§ TO DO
a – Answer these questions from the passage on Ugaritic names, one per line, marked (i), (ii), (iii):
(i) According to Aistleitner, which Egyptian word is Ugaritic mt derived from, and what does it mean?
(ii) What date range does the passage give for the Late Bronze Age?
(iii) How many days did El tell Keret to march to Udm?
b – Reproduce word for word the section of the passage on Ugaritic names starting at "The Ugaritic story" and ending at "at this time.".

***** PASSAGE TO READ

The Ugaritic mt according to Aistleitner is derived from the Egyptian ms meaning "child" (Gordon 1965, 440; Glossary #1579). Gordon states, "The vocalization of the Eg.(Egyptian) mose (as in 'Thutmose') suggests that 'Moses' is the same n.(noun) that appears in Ug.(Ugaritic) lit.(literature)" (1965, 440; Glossary #1579).
In Ugaritic the place-name zbl is mentioned that is the same in Hebrew as "Zebulon" (Gordon 1965, Text 1084:13; Glossary #815). Both words come from the same root meaning "to raise, elevate" (Astour 1975, 284). This text is a list of the quantities of wine from the areas it was produced. Astour notes that zbl is "A town in the Piedmont district of the Kingdom of Ugarit, now Karzbil" (1975, 284). Although this does not refer to the tribe of Zebulon, it shows the use of this word during the Late Bronze Age (1550-1200 BC).
There is one tablet among the administrative records at Ugarit that mentions a man from Canaan. The text says y'l. kn'ny, "Ya'el the Canaanite" (Gordon 1965, 206; Text 311:7; Rainey 1963, 45). Ya'el may have been a Hebrew. This also seems to indicate that Canaan was "a district separate and distinct from the kingdom of Alalah" (Rainey 1963, 43; Na'aman and Aviv 1994, 403).
The Ugaritic story of Keret is about a just king named Keret who had no heir. He was told by El in a dream to gather an army and march seven days to Udm (Edom). He is then to wait seven days before he asks for the daughter of the king of Udm in marriage. He will then have eight sons and daughters. Albright says, "The name (Udumu) is clearly identical with that of Edom ('Udumu) and the legendary land of 'Udm ('Udumu?) in the Keret Epic of the fifteenth century BC" (1943, 14 note 36). Gordon states, "It is no accident that Udm (cf. & 'Idomeneus' the Cretan leader of the Iliad) occurs in the Krt text....The Caphtorians settled in Canaan, from Ugarit to Edom" (1965, 352; Glossary #85; CTA 14 III:108-9). The seven day wait is reminiscent of the seven day wait around the city of Jericho (Joshua 6:3-4). This story shows that Edom is already a kingdom at this time.

**********
***** DATASET RECORDS

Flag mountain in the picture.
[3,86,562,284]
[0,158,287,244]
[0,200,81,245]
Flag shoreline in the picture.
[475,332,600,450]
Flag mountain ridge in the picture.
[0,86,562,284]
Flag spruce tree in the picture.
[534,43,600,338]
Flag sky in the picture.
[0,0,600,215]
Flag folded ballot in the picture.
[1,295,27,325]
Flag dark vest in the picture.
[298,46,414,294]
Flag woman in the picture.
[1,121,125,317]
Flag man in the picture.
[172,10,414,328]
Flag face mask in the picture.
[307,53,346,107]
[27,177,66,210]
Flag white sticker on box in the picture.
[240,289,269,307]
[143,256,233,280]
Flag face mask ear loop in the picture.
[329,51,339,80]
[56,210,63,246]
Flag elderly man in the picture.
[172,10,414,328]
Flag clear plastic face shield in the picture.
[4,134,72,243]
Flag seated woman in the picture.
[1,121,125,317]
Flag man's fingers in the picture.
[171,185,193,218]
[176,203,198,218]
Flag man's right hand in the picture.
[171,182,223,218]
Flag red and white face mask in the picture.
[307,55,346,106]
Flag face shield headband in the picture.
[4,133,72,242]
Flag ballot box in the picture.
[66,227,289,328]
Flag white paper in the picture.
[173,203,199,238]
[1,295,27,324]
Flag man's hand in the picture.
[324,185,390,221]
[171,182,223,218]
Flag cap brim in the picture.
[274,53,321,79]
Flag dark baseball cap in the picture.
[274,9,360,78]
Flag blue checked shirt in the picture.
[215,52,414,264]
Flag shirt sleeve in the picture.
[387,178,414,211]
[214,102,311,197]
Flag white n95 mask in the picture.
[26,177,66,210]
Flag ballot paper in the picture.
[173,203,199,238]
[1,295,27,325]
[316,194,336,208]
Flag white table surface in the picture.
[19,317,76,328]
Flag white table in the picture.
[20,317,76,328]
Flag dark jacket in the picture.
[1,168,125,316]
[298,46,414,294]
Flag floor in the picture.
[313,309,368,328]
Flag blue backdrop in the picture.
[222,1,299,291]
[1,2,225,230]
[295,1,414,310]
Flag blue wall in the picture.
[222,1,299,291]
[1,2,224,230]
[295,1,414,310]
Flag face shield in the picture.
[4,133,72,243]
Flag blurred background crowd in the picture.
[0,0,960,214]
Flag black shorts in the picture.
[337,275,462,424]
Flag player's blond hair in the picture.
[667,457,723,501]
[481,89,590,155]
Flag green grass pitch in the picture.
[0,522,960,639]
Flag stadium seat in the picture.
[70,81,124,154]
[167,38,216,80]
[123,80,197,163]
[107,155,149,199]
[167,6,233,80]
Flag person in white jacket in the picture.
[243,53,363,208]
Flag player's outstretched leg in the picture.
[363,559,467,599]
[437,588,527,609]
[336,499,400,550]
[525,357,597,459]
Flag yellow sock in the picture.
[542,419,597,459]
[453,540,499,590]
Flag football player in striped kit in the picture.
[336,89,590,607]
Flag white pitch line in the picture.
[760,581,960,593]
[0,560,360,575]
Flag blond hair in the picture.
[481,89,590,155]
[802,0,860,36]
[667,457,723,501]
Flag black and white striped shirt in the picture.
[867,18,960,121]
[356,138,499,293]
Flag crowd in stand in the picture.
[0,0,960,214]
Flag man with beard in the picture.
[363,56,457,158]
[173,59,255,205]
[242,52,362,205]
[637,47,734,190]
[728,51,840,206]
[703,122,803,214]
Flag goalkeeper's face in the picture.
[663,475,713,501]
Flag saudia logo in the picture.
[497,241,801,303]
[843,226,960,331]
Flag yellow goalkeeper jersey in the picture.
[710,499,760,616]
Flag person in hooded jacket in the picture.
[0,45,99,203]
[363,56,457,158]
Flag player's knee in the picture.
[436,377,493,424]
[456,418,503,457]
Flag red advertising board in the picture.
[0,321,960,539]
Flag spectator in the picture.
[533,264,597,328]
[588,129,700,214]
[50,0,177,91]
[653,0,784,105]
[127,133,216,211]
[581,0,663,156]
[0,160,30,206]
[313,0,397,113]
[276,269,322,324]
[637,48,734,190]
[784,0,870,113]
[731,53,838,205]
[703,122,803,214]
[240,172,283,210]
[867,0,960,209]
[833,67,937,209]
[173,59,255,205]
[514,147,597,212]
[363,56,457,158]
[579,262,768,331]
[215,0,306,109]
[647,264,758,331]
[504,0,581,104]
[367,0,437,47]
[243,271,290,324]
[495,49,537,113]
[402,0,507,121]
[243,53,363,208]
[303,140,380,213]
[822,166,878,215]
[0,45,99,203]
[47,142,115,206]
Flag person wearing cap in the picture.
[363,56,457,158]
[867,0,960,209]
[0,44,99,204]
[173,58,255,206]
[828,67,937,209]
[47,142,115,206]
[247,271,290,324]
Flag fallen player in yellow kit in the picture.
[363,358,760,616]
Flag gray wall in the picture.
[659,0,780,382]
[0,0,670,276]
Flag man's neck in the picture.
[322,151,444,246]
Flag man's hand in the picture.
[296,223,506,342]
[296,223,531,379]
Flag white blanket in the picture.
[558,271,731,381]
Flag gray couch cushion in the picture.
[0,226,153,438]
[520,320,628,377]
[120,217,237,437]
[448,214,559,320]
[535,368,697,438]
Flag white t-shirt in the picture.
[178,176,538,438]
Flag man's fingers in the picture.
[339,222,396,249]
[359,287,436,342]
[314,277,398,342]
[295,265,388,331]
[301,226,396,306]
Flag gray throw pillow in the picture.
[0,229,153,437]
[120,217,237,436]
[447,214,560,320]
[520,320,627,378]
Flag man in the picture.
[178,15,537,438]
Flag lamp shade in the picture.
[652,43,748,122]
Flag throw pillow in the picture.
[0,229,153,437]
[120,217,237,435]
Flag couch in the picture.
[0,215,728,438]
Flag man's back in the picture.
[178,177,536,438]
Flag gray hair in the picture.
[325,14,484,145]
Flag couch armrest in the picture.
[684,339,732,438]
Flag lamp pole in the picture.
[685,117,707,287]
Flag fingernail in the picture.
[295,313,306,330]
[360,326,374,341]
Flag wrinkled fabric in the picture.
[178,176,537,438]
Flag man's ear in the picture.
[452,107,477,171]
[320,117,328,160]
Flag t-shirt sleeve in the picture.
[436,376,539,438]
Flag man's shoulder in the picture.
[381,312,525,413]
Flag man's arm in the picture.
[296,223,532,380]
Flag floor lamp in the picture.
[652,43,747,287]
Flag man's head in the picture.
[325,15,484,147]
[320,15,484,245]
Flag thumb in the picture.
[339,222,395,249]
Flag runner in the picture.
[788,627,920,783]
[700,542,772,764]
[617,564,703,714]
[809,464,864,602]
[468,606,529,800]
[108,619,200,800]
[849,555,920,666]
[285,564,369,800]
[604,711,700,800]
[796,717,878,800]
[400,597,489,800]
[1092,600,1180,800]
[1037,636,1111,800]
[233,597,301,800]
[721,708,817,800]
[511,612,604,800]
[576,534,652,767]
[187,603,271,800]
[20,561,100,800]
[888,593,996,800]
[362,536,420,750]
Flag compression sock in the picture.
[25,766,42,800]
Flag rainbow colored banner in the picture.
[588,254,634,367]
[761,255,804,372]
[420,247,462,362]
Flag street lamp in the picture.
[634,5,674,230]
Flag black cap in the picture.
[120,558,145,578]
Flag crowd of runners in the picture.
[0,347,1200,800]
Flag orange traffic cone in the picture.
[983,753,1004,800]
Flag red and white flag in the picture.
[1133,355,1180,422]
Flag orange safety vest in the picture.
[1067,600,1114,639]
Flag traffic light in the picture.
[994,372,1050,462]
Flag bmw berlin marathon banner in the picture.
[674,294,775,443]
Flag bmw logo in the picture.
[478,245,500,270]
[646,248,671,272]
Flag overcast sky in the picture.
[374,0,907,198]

**********

§ FULL SOLUTIONS
a –
(i) The Egyptian ms, meaning "child."
(ii) 1550-1200 BC.
(iii) Seven days.

b –
The Ugaritic story of Keret is about a just king named Keret who had no heir. He was told by El in a dream to gather an army and march seven days to Udm (Edom). He is then to wait seven days before he asks for the daughter of the king of Udm in marriage. He will then have eight sons and daughters. Albright says, "The name (Udumu) is clearly identical with that of Edom ('Udumu) and the legendary land of 'Udm ('Udumu?) in the Keret Epic of the fifteenth century BC" (1943, 14 note 36). Gordon states, "It is no accident that Udm (cf. & 'Idomeneus' the Cretan leader of the Iliad) occurs in the Krt text....The Caphtorians settled in Canaan, from Ugarit to Edom" (1965, 352; Glossary #85; CTA 14 III:108-9). The seven day wait is reminiscent of the seven day wait around the city of Jericho (Joshua 6:3-4). This story shows that Edom is already a kingdom at this time.